> _Given task_: Produce the listing below again, exactly as shown.

> _Data records_:

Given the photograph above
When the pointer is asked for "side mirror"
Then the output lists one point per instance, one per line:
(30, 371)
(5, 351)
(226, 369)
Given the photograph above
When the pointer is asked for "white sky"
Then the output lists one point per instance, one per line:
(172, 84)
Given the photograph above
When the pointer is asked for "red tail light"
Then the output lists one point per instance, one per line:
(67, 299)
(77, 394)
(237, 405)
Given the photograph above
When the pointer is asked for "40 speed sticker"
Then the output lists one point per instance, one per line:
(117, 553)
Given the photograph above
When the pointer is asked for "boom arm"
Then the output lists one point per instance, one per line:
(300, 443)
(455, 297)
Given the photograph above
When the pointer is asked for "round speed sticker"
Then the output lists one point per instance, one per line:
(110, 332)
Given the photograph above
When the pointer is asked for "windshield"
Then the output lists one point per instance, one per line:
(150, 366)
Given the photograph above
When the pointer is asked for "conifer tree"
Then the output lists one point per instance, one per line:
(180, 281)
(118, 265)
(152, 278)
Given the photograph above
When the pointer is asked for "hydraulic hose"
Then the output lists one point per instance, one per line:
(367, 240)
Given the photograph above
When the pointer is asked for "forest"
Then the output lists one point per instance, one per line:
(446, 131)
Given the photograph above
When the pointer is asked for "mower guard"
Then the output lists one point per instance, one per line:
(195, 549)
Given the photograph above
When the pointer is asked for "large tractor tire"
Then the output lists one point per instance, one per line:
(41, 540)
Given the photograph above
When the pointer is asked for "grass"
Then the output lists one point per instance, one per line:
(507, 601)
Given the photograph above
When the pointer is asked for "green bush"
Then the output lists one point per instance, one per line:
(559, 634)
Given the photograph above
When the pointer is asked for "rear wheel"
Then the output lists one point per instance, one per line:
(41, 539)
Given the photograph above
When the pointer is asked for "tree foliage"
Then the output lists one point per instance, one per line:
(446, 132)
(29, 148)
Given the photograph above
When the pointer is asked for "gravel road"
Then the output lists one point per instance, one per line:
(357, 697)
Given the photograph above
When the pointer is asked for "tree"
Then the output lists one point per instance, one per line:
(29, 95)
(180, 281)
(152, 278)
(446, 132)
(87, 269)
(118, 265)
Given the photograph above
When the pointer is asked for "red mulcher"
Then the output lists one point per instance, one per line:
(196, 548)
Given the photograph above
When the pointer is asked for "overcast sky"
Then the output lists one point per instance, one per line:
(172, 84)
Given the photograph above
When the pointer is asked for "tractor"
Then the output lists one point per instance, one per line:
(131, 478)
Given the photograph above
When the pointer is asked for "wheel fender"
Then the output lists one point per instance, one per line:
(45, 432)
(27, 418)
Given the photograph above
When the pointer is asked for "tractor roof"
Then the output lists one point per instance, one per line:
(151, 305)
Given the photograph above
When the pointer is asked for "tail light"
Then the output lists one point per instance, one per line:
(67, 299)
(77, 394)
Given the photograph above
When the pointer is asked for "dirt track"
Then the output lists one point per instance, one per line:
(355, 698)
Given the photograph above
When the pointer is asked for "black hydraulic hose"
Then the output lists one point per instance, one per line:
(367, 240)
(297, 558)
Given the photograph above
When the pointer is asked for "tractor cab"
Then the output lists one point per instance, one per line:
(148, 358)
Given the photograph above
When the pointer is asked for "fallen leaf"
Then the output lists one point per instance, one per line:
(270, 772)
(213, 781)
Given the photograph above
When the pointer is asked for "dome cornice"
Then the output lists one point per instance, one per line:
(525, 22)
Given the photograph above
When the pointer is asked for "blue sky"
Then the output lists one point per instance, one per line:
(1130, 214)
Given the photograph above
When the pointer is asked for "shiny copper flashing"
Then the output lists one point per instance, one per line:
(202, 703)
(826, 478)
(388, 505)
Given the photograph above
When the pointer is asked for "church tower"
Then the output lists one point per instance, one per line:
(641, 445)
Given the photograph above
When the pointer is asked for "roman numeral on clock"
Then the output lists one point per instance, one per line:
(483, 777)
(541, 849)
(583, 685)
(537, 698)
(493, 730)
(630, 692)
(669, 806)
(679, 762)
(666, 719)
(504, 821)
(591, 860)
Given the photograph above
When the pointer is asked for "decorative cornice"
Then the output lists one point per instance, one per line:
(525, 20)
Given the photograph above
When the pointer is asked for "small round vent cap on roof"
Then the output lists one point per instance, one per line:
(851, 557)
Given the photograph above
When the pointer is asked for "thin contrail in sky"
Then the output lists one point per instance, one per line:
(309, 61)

> _Task result_:
Given the photograph above
When the pointer is asked for "side mirror"
Then the output lists one point per instance, one per line:
(30, 371)
(5, 351)
(226, 369)
Given the photograph above
When the pointer is asked for "white sky"
Then the output lists one point per instance, one per line:
(172, 84)
Given the photograph above
When the pointer is asked for "red tail light"
Then the output lists one point per instance, one per line:
(67, 299)
(77, 394)
(237, 405)
Given the photograph above
When the pointer is asked for "40 speed sticker"
Then the output lists one point per instance, one per line:
(117, 553)
Given the photograph above
When the pointer is asked for "boom arm"
Then the output lists one point per instance, one per line:
(300, 443)
(455, 297)
Given the photograph above
When the pointer is asked for "round speed sticker"
Then the output lists one point per instance, one per line:
(110, 332)
Given the photograph above
When the pointer is asked for "windshield"
Then the output lists one point per instance, one per line:
(150, 366)
Given the photograph above
When the pointer is asked for "conifer tree"
Then the output lists one point per instance, one per line:
(180, 281)
(118, 265)
(152, 278)
Given the photograph above
When the pointer is asked for "hydraulic hose"
Then the output lists one point per instance, one per line:
(367, 240)
Given the photograph above
When the pointer is asked for "forest"
Then the output lists one point per instance, one per line:
(446, 131)
Given the photograph above
When the pointer is asked for "mower guard"
Then the output lists one point per instance, one per line:
(195, 549)
Given the photograph above
When the pointer is asked for "large tractor tire"
Then the output lists one point per instance, one per line:
(41, 540)
Given the photograph above
When the pointer is asked for "grass"
Then the output lists one point per instance, one per line:
(507, 601)
Given the photograph above
When the pointer is asked for "green bush"
Then the output lists one point per instance, one per line:
(559, 634)
Given the photograph above
When the pointer is asked for "rear wheel"
Then the output lists one point per instance, one per line:
(41, 539)
Given the photograph above
When the pointer is asked for "tree foliage"
Then the output lists one point per instance, one per line:
(446, 132)
(29, 148)
Given the photograph above
When the pointer is asked for "gravel road"
Then the output lists one point per instance, one per line:
(357, 697)
Given the photograph above
When the pointer is asked for "tree"
Then the output lists one point per instance, one per line:
(29, 95)
(180, 281)
(152, 278)
(446, 132)
(87, 269)
(118, 265)
Given the photograph above
When the pointer is asked for "red mulcher"
Then the output lists one point per instance, one per line:
(196, 548)
Given the photograph above
When the pointer is asked for "overcast sky"
Then the output lists one point per instance, one per line:
(172, 84)
Given the photograph above
When the pointer is asked for "tractor"
Then the output lists one point per instance, one per line:
(131, 478)
Given the photograph above
When the pointer is asked for "wheel fender"
Then the output lists one point per instance, one per line:
(45, 432)
(27, 418)
Given the photograph above
When the pointer is asked for "tractor roof"
Then the output lists one point per instance, one per line:
(151, 305)
Given the photograph above
When the pointer is asked for "tail light"
Then the output lists one point per instance, one per line:
(67, 299)
(77, 394)
Given the photograph above
When the pointer is asked for "dirt track"
Then the output lists one point per instance, one per line:
(355, 698)
Given the photograph above
When the pointer is asked for "black hydraulic hose"
Then the output lists one point per instance, one per line:
(367, 240)
(297, 558)
Given the photograph above
When the pointer is asked for "tractor cab"
Then the output lists one point per instance, one per line:
(148, 358)
Given the photograph above
When the pointer is asked for "fallen leaf"
Then the output lists one point per instance, one per line:
(270, 772)
(213, 781)
Given the photograph above
When the pointer is asked for "dome cornice"
Then the output lists one point per instance, one per line:
(525, 22)
Given the photograph above
When the pointer is asked for "blue sky"
Then the output lists one point per instance, one per line:
(1130, 214)
Given the photograph above
When the pointer is asked for "shiny copper flashing"
Then the output lists one point per instance, one per line:
(202, 703)
(826, 478)
(388, 505)
Given the photograph above
When the pointer is asked for "church tower"
Then the output lists one point per instance, one per line:
(641, 445)
Given the photograph above
When the pointer is asked for "roman numeral on clock"
Then the output lists one point per instance, one per line:
(483, 777)
(541, 849)
(583, 685)
(537, 698)
(493, 730)
(630, 692)
(669, 806)
(679, 762)
(666, 719)
(504, 821)
(591, 860)
Given the photograph above
When the pointer is asked for "decorative cornice"
Then the output lists one point per instance, one per line:
(525, 20)
Given the photograph above
When the pointer is asked for "small round vent cap on roof"
Then the output lists one point per instance, one per line:
(851, 557)
Given the photograph above
When the pointer is asked for "thin contrail in sky"
Then the output lists one point per instance, one per line:
(309, 61)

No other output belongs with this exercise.